Reproduce the records below exactly, but only between the lines holding "TARGET: the front bumper" and "TARGET: the truck hood", inclusive.

Stored data entries

Start of Block

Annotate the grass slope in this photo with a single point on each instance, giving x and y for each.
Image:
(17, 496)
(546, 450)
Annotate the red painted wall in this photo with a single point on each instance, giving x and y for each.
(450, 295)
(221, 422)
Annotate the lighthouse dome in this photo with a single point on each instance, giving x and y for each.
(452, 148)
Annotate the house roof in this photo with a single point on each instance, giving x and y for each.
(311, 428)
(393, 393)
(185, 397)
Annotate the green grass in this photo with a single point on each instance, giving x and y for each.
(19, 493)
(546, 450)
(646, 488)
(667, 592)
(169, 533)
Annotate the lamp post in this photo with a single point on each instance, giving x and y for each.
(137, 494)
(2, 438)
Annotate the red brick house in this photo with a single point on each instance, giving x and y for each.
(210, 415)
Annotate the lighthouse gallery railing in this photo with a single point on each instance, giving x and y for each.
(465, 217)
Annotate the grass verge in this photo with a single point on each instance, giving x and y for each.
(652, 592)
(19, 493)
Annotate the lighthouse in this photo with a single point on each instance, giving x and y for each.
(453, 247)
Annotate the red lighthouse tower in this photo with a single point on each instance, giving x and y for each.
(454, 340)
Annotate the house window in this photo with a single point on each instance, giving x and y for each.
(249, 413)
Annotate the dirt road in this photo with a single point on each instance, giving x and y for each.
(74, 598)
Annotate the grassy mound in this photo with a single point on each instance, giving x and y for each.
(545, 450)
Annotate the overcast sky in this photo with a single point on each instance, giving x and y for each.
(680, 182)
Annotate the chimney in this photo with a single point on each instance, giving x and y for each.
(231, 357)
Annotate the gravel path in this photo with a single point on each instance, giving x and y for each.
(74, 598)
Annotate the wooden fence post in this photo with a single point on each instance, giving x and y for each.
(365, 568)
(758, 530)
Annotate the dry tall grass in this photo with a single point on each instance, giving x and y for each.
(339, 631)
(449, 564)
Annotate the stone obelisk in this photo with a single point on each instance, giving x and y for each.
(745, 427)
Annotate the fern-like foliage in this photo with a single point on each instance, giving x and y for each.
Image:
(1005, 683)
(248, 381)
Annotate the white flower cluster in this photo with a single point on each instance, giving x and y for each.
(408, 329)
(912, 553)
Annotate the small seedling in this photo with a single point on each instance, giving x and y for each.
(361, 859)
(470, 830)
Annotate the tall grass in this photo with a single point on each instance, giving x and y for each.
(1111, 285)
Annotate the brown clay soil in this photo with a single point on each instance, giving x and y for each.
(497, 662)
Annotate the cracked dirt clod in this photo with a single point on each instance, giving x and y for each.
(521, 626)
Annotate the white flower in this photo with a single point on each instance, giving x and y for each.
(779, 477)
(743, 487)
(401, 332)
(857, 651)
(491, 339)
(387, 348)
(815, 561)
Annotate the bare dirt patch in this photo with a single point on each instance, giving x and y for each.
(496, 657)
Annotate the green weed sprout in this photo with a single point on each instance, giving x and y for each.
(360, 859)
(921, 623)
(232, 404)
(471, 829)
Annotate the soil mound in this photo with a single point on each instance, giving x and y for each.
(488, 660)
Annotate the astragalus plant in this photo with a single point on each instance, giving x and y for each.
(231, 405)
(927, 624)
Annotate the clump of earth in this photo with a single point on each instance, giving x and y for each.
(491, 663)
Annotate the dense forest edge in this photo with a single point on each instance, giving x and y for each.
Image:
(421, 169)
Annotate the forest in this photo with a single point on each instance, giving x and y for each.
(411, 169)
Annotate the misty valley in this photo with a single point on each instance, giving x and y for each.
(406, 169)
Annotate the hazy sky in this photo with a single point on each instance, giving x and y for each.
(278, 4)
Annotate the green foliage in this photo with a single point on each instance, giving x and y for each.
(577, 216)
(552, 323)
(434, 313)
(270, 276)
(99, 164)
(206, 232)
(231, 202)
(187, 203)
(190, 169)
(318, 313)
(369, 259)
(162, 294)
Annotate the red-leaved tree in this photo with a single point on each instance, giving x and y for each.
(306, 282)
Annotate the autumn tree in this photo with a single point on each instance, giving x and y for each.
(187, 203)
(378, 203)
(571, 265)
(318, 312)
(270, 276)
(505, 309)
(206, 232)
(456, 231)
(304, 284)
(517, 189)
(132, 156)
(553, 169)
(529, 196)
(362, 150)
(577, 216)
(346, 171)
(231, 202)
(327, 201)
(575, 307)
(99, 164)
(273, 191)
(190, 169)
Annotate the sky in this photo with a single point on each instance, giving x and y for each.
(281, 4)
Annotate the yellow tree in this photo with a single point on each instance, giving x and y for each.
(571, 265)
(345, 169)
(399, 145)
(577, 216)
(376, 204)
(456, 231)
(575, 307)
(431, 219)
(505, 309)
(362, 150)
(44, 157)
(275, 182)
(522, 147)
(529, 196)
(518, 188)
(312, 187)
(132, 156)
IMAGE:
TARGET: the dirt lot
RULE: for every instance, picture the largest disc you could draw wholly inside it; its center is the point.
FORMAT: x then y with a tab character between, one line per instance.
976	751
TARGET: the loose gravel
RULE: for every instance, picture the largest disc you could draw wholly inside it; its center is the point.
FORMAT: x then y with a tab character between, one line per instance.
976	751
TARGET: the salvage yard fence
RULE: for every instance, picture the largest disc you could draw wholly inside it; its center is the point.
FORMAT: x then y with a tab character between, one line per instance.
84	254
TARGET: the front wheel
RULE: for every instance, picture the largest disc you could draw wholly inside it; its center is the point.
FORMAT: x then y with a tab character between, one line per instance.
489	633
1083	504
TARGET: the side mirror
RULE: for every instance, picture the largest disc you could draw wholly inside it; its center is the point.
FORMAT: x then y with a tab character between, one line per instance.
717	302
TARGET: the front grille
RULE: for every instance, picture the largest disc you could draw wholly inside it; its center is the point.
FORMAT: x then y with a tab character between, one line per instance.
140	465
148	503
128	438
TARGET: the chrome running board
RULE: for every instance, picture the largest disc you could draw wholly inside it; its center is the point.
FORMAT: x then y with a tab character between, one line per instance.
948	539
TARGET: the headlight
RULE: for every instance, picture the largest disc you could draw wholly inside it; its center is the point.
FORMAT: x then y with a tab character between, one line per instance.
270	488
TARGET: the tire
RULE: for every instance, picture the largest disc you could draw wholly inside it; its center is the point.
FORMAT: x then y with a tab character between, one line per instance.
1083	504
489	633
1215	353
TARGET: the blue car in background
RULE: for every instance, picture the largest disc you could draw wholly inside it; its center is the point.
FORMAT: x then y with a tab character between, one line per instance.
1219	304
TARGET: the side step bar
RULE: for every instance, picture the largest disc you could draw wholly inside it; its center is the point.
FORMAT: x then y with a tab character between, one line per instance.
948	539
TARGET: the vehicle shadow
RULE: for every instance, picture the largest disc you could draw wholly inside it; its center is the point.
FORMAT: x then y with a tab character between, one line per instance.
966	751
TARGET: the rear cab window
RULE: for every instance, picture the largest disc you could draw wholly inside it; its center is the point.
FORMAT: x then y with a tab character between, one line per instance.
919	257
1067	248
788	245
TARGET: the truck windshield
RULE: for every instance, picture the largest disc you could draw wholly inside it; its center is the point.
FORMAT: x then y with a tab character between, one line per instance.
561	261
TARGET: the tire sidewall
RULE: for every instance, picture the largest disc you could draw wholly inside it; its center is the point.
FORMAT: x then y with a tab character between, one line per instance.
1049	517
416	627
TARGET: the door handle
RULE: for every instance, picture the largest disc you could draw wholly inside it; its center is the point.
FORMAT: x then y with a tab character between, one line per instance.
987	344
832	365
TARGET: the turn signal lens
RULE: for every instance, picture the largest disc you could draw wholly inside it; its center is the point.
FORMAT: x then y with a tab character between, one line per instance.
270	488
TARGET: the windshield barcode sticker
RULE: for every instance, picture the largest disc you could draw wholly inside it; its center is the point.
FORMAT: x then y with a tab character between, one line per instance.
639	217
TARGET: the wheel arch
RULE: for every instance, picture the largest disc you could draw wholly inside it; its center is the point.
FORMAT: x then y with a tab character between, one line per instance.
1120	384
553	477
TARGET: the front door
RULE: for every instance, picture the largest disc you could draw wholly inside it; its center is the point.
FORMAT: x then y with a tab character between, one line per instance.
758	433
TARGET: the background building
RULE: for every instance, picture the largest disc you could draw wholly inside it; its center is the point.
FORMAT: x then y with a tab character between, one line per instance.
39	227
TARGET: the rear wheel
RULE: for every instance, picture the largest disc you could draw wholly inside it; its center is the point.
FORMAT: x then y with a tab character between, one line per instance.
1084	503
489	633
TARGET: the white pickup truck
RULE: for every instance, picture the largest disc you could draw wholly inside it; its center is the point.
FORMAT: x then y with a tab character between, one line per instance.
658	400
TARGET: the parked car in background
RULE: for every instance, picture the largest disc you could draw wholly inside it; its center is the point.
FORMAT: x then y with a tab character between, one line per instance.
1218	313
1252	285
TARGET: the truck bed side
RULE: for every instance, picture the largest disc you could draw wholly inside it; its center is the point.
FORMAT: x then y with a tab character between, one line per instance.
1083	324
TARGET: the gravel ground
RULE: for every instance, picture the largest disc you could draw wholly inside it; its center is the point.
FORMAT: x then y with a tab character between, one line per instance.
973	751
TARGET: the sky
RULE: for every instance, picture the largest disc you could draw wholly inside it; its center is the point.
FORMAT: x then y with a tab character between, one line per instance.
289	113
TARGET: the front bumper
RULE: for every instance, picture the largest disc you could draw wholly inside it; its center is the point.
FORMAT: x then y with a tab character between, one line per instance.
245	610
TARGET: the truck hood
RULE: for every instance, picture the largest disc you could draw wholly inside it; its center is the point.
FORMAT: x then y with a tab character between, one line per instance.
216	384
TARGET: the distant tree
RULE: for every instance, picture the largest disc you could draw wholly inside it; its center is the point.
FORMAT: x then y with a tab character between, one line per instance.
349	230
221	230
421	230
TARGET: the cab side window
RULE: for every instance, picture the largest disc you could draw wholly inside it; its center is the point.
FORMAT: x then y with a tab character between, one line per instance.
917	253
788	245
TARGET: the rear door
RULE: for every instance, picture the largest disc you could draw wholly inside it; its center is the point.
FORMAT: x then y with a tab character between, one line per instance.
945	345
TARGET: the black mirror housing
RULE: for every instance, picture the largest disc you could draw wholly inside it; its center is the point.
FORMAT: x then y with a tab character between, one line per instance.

End of Block

**COMPLETED EXERCISE**
TARGET: the front bumper
RULE: for every instance, picture the largest disc you could draw wholly inside it; its center is the point.
FORMAT: x then y with a tab character between, one line per instance.
245	610
TARGET: the truck hood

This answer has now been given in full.